[What is being asked]
Return the lines below exactly as they appear, starting with the line that contains "[trace] distant peninsula -> outlines" and ending after the line that contains "246L729 214L713 204L701".

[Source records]
....
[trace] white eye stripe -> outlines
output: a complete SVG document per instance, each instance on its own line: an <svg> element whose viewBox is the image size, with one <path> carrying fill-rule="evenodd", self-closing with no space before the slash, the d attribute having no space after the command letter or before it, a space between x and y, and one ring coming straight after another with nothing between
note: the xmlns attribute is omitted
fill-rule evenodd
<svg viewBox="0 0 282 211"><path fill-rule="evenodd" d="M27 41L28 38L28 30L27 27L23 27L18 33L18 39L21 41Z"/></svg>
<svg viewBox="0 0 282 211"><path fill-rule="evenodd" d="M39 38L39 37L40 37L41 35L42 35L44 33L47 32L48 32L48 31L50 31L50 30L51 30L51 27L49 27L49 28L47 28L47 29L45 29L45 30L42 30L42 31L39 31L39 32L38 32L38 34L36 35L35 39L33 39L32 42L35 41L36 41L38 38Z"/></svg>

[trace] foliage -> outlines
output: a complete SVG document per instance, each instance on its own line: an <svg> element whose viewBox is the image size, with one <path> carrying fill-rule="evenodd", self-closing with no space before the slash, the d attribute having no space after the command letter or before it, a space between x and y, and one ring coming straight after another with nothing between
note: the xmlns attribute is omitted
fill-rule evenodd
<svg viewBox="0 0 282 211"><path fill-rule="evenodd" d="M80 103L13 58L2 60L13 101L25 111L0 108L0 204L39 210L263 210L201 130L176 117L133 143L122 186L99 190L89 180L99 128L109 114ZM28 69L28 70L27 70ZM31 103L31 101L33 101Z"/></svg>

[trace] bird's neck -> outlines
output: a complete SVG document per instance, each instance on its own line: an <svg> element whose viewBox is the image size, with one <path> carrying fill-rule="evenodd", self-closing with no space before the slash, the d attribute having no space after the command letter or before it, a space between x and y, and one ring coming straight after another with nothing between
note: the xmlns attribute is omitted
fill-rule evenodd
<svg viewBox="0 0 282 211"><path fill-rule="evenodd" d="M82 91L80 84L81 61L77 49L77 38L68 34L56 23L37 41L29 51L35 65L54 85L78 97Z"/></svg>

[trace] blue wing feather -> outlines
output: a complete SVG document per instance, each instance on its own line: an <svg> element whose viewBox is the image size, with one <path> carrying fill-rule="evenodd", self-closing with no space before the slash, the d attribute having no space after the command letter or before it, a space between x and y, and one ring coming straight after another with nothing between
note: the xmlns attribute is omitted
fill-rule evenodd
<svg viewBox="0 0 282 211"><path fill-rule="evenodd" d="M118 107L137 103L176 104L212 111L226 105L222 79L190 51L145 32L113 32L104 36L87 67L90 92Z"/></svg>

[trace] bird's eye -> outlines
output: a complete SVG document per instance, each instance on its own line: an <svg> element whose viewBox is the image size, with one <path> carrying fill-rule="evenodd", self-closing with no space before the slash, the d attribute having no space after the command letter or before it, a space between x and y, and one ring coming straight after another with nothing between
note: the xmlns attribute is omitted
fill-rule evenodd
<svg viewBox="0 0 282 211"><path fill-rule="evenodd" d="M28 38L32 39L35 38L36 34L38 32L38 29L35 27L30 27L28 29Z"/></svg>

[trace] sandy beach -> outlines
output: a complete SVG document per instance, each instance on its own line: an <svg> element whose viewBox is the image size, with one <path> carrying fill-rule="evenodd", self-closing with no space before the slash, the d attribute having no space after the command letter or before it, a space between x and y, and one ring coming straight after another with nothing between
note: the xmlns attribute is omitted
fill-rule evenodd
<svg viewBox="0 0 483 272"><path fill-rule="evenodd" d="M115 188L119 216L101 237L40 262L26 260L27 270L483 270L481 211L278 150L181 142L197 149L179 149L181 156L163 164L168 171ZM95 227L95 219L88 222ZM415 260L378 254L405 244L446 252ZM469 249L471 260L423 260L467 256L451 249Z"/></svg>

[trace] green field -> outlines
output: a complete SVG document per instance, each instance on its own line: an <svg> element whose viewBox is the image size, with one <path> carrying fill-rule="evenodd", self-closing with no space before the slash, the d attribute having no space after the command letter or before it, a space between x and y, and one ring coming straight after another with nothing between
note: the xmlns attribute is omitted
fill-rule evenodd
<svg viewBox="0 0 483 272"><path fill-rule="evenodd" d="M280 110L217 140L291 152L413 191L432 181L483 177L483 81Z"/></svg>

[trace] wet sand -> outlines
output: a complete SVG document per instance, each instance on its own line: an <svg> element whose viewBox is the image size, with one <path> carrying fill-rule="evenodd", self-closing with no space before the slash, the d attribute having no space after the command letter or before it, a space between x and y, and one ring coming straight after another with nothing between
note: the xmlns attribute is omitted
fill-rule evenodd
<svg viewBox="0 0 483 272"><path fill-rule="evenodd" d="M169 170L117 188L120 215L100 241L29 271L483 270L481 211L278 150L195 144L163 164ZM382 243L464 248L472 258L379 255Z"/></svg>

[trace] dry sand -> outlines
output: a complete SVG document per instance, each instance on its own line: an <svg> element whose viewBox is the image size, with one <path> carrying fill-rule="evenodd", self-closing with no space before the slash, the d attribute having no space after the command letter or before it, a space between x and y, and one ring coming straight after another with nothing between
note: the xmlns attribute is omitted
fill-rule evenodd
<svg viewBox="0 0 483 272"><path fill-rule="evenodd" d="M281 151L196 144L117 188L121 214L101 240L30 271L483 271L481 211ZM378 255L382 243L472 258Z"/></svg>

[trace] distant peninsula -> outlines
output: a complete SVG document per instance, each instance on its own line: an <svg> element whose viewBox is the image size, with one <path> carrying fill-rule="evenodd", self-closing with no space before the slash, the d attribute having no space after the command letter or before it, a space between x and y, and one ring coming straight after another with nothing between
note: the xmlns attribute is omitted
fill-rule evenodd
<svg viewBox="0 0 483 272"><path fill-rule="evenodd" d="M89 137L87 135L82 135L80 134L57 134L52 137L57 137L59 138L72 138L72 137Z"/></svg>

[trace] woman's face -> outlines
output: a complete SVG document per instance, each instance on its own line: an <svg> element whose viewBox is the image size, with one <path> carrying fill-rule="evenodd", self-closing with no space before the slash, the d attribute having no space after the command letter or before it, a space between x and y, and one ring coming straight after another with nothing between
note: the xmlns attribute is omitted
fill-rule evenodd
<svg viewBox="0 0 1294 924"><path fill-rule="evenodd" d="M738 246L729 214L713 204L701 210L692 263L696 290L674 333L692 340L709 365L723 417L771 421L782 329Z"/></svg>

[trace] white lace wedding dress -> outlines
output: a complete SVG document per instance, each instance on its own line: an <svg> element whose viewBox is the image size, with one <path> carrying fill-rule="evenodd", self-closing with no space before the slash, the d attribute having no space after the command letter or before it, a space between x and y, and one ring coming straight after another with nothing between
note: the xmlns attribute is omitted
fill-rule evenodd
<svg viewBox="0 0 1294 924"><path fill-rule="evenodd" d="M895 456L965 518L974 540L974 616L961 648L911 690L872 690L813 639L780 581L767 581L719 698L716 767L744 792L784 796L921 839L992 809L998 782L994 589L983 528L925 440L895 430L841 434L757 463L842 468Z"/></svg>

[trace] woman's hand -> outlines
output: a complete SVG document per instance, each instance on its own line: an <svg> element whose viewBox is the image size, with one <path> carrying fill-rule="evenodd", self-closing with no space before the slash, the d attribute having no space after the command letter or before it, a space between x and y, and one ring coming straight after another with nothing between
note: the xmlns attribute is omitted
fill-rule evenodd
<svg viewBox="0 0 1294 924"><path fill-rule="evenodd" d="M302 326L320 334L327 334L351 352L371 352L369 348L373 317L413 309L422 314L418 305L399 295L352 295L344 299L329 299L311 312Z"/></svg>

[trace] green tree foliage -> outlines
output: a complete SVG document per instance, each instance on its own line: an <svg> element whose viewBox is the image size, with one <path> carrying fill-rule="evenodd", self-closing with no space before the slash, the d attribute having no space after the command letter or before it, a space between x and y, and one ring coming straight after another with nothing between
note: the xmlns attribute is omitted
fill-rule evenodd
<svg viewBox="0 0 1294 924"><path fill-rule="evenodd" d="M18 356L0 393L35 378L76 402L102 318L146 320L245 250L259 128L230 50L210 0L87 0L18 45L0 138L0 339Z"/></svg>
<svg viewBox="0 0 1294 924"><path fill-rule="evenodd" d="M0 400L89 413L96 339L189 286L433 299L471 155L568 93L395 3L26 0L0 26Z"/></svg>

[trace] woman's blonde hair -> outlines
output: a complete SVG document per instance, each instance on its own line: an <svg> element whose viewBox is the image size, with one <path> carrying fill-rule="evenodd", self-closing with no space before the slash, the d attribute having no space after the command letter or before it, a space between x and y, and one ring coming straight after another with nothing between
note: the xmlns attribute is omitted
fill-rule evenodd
....
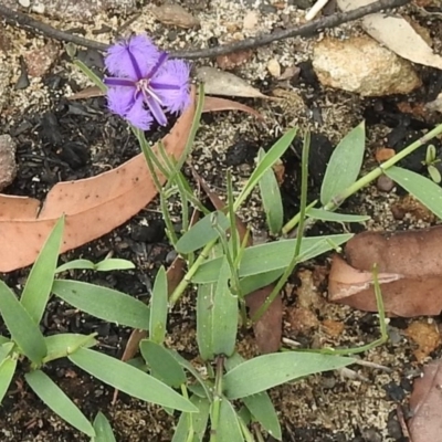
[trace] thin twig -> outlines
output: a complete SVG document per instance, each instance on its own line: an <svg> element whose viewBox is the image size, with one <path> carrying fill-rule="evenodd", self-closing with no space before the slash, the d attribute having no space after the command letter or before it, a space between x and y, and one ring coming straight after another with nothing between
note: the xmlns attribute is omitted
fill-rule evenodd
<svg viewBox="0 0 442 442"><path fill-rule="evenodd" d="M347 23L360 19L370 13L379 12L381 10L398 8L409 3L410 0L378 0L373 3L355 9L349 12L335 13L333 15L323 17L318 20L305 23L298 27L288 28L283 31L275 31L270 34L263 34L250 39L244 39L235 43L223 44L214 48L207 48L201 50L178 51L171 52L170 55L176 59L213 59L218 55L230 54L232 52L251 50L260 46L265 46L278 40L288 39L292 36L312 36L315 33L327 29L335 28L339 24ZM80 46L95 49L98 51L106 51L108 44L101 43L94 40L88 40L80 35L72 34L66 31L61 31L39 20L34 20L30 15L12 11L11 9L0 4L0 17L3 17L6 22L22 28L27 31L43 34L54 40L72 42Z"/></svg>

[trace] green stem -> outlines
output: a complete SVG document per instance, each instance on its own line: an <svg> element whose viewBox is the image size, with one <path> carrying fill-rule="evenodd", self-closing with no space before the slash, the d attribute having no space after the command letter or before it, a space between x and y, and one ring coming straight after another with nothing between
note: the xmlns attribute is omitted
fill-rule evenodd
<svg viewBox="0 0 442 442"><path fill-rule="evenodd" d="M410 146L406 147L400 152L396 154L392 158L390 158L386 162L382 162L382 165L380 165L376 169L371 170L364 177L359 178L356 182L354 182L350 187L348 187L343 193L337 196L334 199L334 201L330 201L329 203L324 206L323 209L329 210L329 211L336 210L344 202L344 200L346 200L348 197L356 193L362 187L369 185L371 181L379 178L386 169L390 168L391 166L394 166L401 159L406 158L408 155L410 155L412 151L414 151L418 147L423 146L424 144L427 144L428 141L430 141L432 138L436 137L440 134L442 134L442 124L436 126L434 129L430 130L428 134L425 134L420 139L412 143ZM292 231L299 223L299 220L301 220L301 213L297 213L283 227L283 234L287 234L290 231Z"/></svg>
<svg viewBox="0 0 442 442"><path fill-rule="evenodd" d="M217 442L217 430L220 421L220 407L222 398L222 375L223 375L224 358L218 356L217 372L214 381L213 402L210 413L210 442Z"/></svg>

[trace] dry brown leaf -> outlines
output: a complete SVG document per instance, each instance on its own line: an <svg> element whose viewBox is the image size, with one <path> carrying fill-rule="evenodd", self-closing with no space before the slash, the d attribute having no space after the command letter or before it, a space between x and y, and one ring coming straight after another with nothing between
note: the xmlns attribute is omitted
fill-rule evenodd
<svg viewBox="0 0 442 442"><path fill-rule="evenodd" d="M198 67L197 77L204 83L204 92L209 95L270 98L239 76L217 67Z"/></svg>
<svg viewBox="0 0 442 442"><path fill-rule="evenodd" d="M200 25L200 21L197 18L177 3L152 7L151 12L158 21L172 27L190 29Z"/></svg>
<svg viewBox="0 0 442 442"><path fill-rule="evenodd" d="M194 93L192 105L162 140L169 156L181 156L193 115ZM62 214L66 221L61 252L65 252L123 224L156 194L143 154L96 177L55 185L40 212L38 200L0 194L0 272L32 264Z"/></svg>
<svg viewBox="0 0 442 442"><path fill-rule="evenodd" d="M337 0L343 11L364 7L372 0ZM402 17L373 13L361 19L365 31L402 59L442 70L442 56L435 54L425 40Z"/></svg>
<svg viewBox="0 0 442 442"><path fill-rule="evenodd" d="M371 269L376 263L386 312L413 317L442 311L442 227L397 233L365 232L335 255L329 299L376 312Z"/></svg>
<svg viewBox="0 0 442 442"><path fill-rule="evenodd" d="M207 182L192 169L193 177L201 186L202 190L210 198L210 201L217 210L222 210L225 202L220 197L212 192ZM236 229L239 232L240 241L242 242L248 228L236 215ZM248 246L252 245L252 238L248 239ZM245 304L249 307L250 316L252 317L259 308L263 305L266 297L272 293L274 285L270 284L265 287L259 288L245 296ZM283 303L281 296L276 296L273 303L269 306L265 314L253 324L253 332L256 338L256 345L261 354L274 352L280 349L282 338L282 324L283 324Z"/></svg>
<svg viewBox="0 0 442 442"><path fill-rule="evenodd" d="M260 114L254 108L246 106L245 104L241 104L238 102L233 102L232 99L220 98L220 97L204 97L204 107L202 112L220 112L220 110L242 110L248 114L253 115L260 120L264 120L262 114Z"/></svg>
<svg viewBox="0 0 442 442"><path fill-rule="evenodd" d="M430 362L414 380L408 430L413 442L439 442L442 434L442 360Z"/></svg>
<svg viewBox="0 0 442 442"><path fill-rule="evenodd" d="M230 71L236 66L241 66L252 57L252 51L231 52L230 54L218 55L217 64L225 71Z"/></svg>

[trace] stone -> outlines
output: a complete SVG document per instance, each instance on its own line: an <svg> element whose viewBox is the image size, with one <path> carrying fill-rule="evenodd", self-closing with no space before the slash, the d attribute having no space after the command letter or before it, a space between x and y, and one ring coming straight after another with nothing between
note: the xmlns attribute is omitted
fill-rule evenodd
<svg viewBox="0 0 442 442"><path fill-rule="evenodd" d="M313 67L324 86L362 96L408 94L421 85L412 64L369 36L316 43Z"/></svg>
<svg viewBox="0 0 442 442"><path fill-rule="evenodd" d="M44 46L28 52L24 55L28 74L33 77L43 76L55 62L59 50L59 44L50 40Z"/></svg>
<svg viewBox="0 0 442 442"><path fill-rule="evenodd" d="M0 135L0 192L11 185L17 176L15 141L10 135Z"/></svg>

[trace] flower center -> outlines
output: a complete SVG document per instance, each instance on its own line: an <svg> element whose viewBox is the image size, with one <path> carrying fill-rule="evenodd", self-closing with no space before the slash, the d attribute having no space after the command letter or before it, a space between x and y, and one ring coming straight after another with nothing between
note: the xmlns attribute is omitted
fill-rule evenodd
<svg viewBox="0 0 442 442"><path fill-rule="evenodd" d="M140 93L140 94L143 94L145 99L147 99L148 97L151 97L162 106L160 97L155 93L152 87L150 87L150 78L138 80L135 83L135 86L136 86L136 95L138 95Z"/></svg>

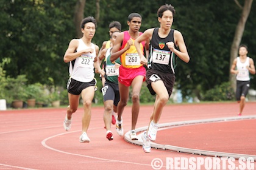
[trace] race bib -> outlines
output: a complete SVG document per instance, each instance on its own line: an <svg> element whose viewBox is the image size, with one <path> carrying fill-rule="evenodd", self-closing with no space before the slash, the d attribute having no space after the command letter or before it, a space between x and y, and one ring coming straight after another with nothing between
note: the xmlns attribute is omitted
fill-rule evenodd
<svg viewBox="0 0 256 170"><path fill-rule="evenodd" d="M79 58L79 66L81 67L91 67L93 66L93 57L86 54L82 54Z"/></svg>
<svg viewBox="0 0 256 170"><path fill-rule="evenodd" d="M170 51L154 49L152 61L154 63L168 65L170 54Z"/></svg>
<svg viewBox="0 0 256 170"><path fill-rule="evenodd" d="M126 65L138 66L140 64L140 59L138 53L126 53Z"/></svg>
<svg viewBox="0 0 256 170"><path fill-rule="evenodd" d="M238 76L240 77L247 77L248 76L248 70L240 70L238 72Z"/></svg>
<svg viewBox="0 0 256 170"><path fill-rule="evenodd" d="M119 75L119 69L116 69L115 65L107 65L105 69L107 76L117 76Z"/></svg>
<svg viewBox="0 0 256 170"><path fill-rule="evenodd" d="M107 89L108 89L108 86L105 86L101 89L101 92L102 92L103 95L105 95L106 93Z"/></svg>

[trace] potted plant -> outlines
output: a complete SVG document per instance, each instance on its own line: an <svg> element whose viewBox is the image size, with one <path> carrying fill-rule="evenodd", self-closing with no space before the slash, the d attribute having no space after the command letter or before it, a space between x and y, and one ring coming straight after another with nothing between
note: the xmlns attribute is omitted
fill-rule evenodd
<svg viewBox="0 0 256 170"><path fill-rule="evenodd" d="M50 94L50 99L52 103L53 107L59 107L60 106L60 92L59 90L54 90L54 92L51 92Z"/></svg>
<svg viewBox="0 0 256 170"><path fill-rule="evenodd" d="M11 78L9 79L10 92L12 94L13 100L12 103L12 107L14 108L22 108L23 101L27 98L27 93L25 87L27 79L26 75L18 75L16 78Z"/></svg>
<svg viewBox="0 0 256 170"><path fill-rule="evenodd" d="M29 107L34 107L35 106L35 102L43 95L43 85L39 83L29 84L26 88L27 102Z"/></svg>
....
[Worked answer]
[trace] distant peninsula -> outlines
output: a complete SVG document per instance, each instance on its own line: an <svg> element whose viewBox is the image size, with one <path> carrying fill-rule="evenodd", self-closing with no space before the slash, the d attribute having no space after the command letter or before it, a space between x and y, and one ring coming straight after another with nothing between
note: the xmlns attribute is omitted
fill-rule evenodd
<svg viewBox="0 0 483 272"><path fill-rule="evenodd" d="M89 137L87 135L82 135L80 134L57 134L52 137L57 137L59 138L72 138L72 137Z"/></svg>

[trace] woman's face -> outlines
output: a complete SVG document per instance, each instance on its own line: an <svg> element whose viewBox is the image size, with one <path> carrying fill-rule="evenodd", self-closing with no space before the slash, the d attribute having no space after the command letter or before it, a space between x and y, and one ring coming straight after another with nothing between
note: the xmlns attribute is omitted
fill-rule evenodd
<svg viewBox="0 0 1294 924"><path fill-rule="evenodd" d="M738 246L729 214L713 204L701 210L692 263L696 290L674 333L692 340L709 365L723 417L771 421L782 329Z"/></svg>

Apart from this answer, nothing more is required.